Saved entries:
══════

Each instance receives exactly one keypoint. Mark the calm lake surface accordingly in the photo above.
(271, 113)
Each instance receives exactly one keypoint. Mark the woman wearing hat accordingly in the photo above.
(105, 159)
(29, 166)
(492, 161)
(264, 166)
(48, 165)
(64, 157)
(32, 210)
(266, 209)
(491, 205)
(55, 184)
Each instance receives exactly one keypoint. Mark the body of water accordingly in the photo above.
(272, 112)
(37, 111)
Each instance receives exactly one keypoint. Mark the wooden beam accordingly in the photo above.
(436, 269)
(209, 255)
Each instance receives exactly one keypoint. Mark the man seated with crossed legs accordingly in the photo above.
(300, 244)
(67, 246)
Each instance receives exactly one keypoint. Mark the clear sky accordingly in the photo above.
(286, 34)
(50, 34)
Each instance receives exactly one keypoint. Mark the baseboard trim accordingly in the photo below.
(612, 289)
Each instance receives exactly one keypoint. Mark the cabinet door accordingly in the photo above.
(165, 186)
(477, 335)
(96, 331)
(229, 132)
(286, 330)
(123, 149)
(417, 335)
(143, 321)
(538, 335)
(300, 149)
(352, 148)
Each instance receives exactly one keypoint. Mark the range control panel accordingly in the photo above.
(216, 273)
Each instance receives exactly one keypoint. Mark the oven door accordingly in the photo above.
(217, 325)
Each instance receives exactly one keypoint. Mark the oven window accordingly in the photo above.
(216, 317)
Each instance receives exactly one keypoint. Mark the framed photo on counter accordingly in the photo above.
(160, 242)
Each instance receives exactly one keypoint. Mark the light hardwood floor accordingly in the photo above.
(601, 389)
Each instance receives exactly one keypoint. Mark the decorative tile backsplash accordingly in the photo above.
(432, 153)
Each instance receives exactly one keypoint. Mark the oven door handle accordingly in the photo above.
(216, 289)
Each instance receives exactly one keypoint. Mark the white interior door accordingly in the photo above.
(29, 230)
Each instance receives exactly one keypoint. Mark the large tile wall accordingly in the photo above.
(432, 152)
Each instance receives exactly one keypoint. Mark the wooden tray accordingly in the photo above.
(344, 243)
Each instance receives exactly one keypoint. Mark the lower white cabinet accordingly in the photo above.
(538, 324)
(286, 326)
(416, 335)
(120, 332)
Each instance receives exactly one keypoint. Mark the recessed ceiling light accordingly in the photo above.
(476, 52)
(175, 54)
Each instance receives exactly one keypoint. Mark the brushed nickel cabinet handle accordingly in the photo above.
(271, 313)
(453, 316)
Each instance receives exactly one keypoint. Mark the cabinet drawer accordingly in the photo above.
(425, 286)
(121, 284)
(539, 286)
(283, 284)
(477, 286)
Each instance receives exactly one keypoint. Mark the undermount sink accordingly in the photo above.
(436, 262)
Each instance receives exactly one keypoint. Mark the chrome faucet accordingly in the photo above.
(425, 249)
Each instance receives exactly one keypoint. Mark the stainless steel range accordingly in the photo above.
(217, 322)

══════

Write out all of the records exactly as they stand above.

Each instance receives exactly one keypoint. Mark the calm lake surface accordingly in the photo above.
(271, 113)
Each instance receives exactly one keypoint. Mark the woman wearing hat accordingly in the photo above.
(105, 159)
(29, 166)
(492, 161)
(264, 166)
(48, 165)
(64, 157)
(32, 210)
(266, 209)
(491, 205)
(55, 184)
Each instance receives exactly one keypoint. Mark the body of water accordingly in the photo above.
(272, 112)
(37, 111)
Each instance receives exactly one keypoint. Mark the wooden beam accordingly in the photo above.
(436, 269)
(209, 255)
Each instance receives exactly one keypoint. Mark the man seated with crossed legs accordingly in the photo above.
(300, 244)
(67, 246)
Each instance receives exactly one keypoint. Mark the clear sky accordingly in the photo above.
(286, 34)
(50, 34)
Each instance receives exactly one keypoint. Mark the baseboard trim accordingly in the photo below.
(612, 289)
Each instance receives exactly one keypoint. Mark the cabinet door accordingly in the photo above.
(165, 186)
(477, 335)
(96, 331)
(229, 132)
(286, 330)
(123, 149)
(417, 335)
(143, 321)
(538, 335)
(300, 149)
(352, 148)
Each instance receives exactly one keypoint. Mark the range control panel accordingly in the photo above.
(216, 273)
Each instance receives exactly one keypoint. Mark the oven door accordingly in the photo above.
(217, 325)
Each instance receives exactly one keypoint. Mark the oven window accordingly in the photo above.
(216, 317)
Each instance receives exactly one keypoint. Mark the framed photo on counter accordingly in the photo above.
(160, 242)
Each instance receives exactly one keypoint. Mark the light hardwood floor accordingly in the photo above.
(601, 389)
Each instance receives exactly one keypoint. Mark the decorative tile backsplash accordingly in the photo above.
(432, 153)
Each instance receives exactly one keypoint. Mark the oven door handle accordingly in the photo above.
(216, 289)
Each instance receives exactly one keypoint. Mark the white interior door accordingly in the photo above.
(29, 230)
Each instance receives exactly one keypoint. Mark the large tile wall accordingly in the photo above.
(432, 152)
Each instance receives exactly one keypoint. Mark the wooden tray accordingly in the photo above.
(344, 243)
Each instance receives exactly one keypoint. Mark the lower white cabinet accordingly in the photo above.
(538, 324)
(286, 326)
(416, 335)
(120, 332)
Each instance receives exactly one keypoint. Mark the recessed ceiling light accordingly in the photo above.
(476, 52)
(175, 54)
Each instance receives exactly one keypoint. Mark the brushed nickel cabinet handle accordingly in the photo above.
(271, 313)
(453, 316)
Each instance receives exactly one keypoint. Mark the cabinet drawer accordingly in the photo above.
(425, 286)
(121, 284)
(539, 286)
(283, 284)
(477, 286)
Each instance receives exactly one keypoint. Mark the undermount sink accordingly in the photo above.
(436, 262)
Each instance receives exactly one keypoint. Mark the chrome faucet accordingly in the photo above.
(425, 249)
Each instance receives exactly one keypoint. Mark the stainless steel range accordingly in the photo above.
(217, 322)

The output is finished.